• TASK PROMPT: All entries must be set down once more, precisely as given.

*** Opening PROVIDED RECORDS ***

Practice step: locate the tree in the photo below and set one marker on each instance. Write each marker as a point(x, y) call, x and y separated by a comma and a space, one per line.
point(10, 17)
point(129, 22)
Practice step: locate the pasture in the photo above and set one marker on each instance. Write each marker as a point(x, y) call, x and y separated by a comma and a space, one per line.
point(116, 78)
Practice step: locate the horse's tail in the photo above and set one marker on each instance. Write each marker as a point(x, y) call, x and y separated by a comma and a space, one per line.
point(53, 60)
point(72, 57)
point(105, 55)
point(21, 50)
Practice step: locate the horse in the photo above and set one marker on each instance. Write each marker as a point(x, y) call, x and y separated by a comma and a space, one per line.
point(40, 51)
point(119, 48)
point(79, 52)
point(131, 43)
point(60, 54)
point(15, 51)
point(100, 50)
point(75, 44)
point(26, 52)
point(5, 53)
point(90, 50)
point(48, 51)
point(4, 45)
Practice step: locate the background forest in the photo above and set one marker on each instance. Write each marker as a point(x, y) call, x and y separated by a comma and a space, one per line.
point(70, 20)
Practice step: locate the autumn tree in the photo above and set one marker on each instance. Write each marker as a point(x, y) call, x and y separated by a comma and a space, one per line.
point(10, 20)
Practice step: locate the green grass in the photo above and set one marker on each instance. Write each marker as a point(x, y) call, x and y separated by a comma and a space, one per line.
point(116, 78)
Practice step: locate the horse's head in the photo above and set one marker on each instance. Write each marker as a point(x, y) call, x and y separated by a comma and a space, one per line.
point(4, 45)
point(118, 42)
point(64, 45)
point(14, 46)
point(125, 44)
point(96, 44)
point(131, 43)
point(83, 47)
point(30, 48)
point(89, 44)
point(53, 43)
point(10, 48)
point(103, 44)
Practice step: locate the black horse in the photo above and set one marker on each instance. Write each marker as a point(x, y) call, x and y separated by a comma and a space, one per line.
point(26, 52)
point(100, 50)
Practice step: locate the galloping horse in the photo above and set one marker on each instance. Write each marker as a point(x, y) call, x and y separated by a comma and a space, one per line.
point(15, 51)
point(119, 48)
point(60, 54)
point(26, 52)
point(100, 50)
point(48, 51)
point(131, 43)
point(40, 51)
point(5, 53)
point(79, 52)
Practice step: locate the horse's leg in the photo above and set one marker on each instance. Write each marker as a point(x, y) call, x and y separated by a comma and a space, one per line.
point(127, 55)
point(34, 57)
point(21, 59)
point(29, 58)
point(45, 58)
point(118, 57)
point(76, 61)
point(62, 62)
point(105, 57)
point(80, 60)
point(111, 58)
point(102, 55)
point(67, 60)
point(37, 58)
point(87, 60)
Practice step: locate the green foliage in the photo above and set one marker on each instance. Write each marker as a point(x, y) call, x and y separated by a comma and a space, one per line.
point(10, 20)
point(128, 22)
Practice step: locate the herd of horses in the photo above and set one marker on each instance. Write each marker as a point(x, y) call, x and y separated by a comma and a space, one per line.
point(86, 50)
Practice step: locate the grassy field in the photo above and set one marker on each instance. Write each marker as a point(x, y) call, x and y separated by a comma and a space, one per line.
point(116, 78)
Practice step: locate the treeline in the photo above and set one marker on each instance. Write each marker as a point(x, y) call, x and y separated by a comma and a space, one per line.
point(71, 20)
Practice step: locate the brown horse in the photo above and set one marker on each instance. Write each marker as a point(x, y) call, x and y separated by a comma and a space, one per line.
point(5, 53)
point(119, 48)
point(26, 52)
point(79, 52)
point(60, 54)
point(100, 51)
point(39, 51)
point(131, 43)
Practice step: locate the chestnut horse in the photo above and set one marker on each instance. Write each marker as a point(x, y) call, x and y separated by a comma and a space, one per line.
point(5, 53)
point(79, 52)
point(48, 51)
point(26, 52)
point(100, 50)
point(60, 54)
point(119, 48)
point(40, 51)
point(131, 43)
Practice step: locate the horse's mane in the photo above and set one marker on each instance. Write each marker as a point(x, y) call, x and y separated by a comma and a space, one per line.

*** Closing PROVIDED RECORDS ***

• RESULT BELOW:
Practice step: locate the tree in the photo below and set one marker on each instance. Write each marker as a point(x, y) call, x and y separated by a comma and a space, one per line.
point(10, 17)
point(129, 22)
Practice step: locate the pasture in the photo above and set one marker on each instance. Write each marker as a point(x, y) call, x and y separated by a comma and a space, one per line.
point(116, 78)
Practice step: locate the horse's tail in the photo above and set one marker on each instance. Write each marker as a point(x, y) call, x and y separated by a comma and a space, one per line.
point(53, 60)
point(72, 57)
point(105, 55)
point(21, 50)
Practice step: locate the horse in the photo above and set one marker on each instance. Write each marker as a point(x, y) call, x and y separated by a comma and a space, one per line.
point(40, 51)
point(119, 48)
point(79, 52)
point(131, 43)
point(60, 54)
point(15, 51)
point(100, 50)
point(75, 44)
point(26, 52)
point(5, 53)
point(90, 50)
point(48, 51)
point(4, 45)
Practice step: locate the background forest in the photo above and set one marker on each instance. Write each marker as a point(x, y) call, x and y separated by a comma and a space, one per line.
point(70, 20)
Practice step: locate the autumn tree in the photo above and set one marker on each instance. Write each marker as a point(x, y) call, x and y separated by a comma and a space, one per line.
point(10, 20)
Practice step: locate the green grass in the photo above and set one marker on each instance. Write each marker as a point(x, y) call, x and y separated by a comma and a space, one per line.
point(116, 78)
Practice step: locate the horse's head in the photo above and set one marker on each instance. Write each marker as a point(x, y) call, x and y separated by a comma and a space, one per line.
point(4, 45)
point(118, 42)
point(64, 45)
point(14, 46)
point(125, 44)
point(96, 44)
point(131, 43)
point(83, 47)
point(30, 48)
point(89, 44)
point(53, 43)
point(10, 48)
point(103, 44)
Practice step: locate the black horse in the photo above and set one marker on each instance. Write each marker as a point(x, y) call, x and y separated by a comma and a space, one per line.
point(26, 52)
point(100, 50)
Practice step: locate the galloping horse in the photo above and set one marker on each instance. Write each marker as a point(x, y) call, x and y separated by a comma and a space, one per line.
point(15, 51)
point(119, 48)
point(60, 54)
point(26, 52)
point(100, 50)
point(48, 51)
point(131, 43)
point(40, 51)
point(5, 53)
point(79, 52)
Practice step: locate the horse's leg in the photo above and set one marker on each instance. Write each marker as a point(x, y) call, x and y separated by a comma and a space, one per line.
point(127, 55)
point(34, 57)
point(21, 59)
point(29, 58)
point(45, 58)
point(118, 57)
point(76, 61)
point(62, 62)
point(105, 57)
point(80, 60)
point(111, 58)
point(102, 55)
point(67, 60)
point(37, 58)
point(87, 60)
Practice step: locate the green foliage in the photo above and set one marker on each instance. Write each marker as a point(x, y) call, x and y separated by a comma and a space, one per line.
point(10, 20)
point(128, 22)
Practice step: locate the herd of horses in the photo above and set one marker on each instance. Write each marker as a point(x, y) call, x and y separated by a comma and a space, one per line.
point(86, 50)
Practice step: locate the grassy field in the photo above and set one marker on each instance. Write each marker as a point(x, y) call, x and y separated by a comma and a space, one per line.
point(116, 78)
Practice step: locate the treeline in the photo above and set one marker on each instance. Write each marker as a point(x, y) call, x and y separated by a comma and a space, one per line.
point(71, 20)
Practice step: locate the brown horse in the photo above and set one marker on each instance. Write each marker as a point(x, y) call, x and y separated by a comma and a space, one per line.
point(5, 53)
point(119, 48)
point(26, 52)
point(79, 52)
point(60, 54)
point(100, 51)
point(39, 51)
point(131, 43)
Practice step: locate the chestnut horse in the photo above and set one marker on each instance. Write each marker as a point(x, y) call, x and y separated by a comma and a space, one per line.
point(5, 53)
point(79, 52)
point(48, 51)
point(26, 52)
point(100, 50)
point(60, 54)
point(119, 48)
point(40, 51)
point(131, 43)
Practice step: locate the horse's mane in the photo above and set one marker on each instance. Write each marker as a point(x, y) call, x and y separated by a comma and a space, one per line.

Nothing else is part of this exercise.